■ PROVIDED TEXT ■

/---

Prior to PT, I did go to the pool. I was able to use a pull buoy and swim slowly but completely pain free. That was a big day! And before I continue, I’d like to add just how much I think swimming has helped. On the days I swim I typically don’t experience any pain during or after. I had stopped swimming a lot lately and I think that was a bad call. I will continue to swim weekly because I truly think it’s helped a ton with healing and strengthening. I also did short walks when I could.
The first appointment was the second week after the initial fall down go boom. I walked in moving slow as a turtle and nervous because typically my DPT kicks my ass. She saw my nervousness and assured me it was going to be a gentle assessment. And then laughed. I laughed too, all good. Those kick ass sessions work for muscles issues and imbalances. For the back, we’d start gently. Whew!
The first exercise with both my DPT, Sydney, and the McKenzie book is a modified cobra position. Basically, lie on your stomach and prop yourself up on your forearms. In that position you let your hips sag into the ground/mat. This felt really good and since it seems to be a general go to for back pain it’s the one I do the most. (It’s the one I’m doing in the photo.)
Sydney walked me through a few gentle transverse abdominis (TA) exercises. The TA is one of the innermost abdominal muscles and it’s needed to stabilize the spine. For those we did a few rounds of just contracting those muscles while on my back. It’s pretty straight forward, just focus on sucking in the belly down toward the ground to engage those lower core muscles. We added a half dead bug variation to that – just the lower portion of the dead bug but you tap your heels instead of extending them and no arms. Sydney also added in dry needling at the very end of the session. I feel a lot of tension released after this modality and recommend it.
On our second appointment I started with a 10 minute walk on the treadmill. Then, Sydney added a few more exercises. They included the bird dog and small cat/cow stretch that focuses on the hips moving more, so not as deep of a stretch as you’d normally do.

\---

■ RECORD EXCERPTS ■
/---

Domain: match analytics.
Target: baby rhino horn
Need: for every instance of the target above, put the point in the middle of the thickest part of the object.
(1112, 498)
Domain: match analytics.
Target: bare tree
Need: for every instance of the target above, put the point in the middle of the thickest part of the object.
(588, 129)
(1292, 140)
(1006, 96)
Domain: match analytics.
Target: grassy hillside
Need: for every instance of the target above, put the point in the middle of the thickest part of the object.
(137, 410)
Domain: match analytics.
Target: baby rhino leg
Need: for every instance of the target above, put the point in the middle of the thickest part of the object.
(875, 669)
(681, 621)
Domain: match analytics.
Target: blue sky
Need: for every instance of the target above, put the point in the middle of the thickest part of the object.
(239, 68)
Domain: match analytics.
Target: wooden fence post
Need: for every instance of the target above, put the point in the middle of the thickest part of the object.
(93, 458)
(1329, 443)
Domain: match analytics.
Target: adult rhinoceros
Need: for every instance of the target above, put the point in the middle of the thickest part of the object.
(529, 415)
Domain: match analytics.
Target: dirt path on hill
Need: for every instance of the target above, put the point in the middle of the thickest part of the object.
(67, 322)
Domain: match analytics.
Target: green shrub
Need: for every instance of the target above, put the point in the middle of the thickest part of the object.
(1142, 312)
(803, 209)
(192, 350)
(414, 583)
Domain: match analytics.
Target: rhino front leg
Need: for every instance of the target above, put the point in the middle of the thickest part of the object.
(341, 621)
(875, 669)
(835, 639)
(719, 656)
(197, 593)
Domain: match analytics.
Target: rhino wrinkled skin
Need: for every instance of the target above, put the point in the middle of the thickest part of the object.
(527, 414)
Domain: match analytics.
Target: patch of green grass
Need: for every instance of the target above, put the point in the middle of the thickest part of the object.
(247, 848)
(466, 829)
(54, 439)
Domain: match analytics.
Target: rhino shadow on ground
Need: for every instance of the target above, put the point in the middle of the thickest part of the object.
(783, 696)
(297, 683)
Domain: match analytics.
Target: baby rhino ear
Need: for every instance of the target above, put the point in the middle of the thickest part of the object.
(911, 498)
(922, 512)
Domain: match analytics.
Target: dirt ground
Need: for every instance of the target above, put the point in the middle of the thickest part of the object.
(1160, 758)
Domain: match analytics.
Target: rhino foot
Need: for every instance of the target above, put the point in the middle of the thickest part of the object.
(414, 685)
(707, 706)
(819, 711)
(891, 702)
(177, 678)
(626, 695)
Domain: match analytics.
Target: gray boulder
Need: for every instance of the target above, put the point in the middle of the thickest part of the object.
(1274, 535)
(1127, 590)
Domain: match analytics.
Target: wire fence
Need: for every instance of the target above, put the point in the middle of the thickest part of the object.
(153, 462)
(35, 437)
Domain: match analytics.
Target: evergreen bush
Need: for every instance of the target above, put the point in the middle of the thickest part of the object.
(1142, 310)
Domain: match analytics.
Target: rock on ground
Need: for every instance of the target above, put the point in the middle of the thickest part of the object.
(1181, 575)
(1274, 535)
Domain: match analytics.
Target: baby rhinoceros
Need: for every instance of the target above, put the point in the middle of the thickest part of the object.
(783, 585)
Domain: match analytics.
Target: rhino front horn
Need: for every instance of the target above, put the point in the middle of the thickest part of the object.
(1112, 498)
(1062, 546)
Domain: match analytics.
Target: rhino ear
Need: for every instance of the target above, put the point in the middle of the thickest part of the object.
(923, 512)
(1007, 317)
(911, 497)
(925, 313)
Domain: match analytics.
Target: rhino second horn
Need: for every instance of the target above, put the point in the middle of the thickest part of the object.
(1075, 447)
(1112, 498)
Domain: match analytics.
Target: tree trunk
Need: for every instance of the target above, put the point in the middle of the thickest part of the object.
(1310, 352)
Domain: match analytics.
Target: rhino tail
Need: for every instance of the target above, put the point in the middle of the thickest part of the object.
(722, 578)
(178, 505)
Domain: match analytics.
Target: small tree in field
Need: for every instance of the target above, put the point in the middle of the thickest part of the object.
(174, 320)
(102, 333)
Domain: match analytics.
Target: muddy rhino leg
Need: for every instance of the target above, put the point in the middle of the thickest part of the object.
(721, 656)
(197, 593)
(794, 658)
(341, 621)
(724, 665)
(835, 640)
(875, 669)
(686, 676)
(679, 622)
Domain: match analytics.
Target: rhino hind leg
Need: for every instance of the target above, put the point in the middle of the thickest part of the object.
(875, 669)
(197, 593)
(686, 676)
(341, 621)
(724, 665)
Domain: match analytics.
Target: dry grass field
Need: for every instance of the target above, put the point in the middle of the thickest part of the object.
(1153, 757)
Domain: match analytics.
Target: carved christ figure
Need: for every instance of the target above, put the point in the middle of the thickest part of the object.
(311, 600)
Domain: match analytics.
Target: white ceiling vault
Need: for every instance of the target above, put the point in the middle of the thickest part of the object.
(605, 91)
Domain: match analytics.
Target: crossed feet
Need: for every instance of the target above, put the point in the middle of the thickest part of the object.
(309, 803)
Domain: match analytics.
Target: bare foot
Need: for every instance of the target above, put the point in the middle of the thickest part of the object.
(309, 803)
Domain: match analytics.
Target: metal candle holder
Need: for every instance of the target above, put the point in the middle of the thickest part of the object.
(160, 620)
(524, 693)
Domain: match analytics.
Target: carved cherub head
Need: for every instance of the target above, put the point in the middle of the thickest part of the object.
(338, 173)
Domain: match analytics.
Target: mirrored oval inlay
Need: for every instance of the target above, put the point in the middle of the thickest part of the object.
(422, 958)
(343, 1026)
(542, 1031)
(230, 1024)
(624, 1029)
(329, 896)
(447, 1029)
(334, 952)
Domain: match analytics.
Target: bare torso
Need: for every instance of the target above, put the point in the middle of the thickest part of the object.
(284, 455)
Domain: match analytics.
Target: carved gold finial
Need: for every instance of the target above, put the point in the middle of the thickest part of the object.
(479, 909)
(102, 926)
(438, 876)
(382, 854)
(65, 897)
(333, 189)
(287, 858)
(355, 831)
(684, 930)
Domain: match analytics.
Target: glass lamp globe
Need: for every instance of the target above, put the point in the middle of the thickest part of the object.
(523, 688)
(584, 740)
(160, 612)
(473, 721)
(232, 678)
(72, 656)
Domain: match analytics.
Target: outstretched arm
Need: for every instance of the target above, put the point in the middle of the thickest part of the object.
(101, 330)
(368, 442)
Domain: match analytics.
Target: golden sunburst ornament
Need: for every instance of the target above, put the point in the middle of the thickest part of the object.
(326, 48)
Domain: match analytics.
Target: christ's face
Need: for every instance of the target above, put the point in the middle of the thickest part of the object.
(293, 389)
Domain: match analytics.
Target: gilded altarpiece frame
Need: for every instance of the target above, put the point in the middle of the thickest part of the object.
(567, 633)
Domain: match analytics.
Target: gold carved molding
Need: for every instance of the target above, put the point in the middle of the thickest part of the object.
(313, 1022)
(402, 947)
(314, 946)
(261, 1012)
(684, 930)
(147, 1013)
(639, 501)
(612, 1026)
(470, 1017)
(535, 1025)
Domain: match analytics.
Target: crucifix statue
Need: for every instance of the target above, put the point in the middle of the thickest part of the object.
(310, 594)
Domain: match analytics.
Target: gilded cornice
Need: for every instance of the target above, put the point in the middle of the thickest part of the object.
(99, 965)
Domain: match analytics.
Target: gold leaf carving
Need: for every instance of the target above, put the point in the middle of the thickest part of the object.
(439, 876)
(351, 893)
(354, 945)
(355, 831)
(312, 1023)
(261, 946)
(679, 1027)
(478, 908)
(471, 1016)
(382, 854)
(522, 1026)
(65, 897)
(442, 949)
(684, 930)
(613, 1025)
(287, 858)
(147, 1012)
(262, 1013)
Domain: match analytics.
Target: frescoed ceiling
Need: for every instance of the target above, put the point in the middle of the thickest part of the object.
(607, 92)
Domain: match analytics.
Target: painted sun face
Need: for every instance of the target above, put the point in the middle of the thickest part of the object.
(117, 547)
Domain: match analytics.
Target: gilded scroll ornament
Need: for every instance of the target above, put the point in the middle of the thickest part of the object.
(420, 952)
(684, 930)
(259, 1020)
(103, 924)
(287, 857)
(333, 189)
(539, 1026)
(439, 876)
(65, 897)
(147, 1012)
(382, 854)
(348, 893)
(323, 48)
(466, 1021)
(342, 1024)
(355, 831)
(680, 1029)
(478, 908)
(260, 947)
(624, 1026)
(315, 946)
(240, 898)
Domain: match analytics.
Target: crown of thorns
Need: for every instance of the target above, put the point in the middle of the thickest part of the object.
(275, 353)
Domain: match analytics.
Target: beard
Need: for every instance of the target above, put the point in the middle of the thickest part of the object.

\---

■ EXERCISE REQUIREMENTS ■
1/ In the account of physical therapy for a back injury, what did the writer do first at the second appointment?
2/ List every exercise that the back-injury account names as part of the physical therapy work with Sydney, leaving out the treadmill walk.
3/ Continue the account of physical therapy for a back injury from the point where it ends.
The records have no connection to the account of physical therapy for a back injury.

■ ANSWERS GIVEN ■
1/ The writer walked on the treadmill for 10 minutes.

2/
- Modified cobra position
- Transverse abdominis (TA) contractions
- Half dead bug variation
- Bird dog
- Small cat/cow stretch

3/
By our third appointment we were able to add in some glute bridges and balance pad work. I used mini bands on the balance pad and did kicks forward, back and to the side. Those help increase glute strength. I also did side planks. No pain on any of these. I will say I am experiencing some what I call “pings” here and there. Nothing major, but I think my back’s way of saying it’s still healing.
In between PT appointments I do my exercises and I’ve been able to walk. At first I only walked short distances, and had to stop or sit. I eventually got up to three miles without issue. Huzzah! I was also able to return to bootcamp last week for a modified class.
Today, I was able to do a run/walk 5K. I walked a mile and a half to warm up, and then started 2:00 minute run/ 2:00 minute walk intervals. The run portion was kept easy, of course. I feel a little bit of tightness now so I won’t run again for a few days. I want to be able to run for as long as possible, so I have no problems listening to my body and letting it fully heal. What’s a few months in the grand scheme of things?
I hope that anyone reading this with back issues gets some take aways on what can be done to help the healing process. Hopefully the next time I write I will have made even more progress. And, if I can’t run, I can always swim.
NOTE: I am not a doctor so please see one if you have back pain or injury before doing any of these exercises.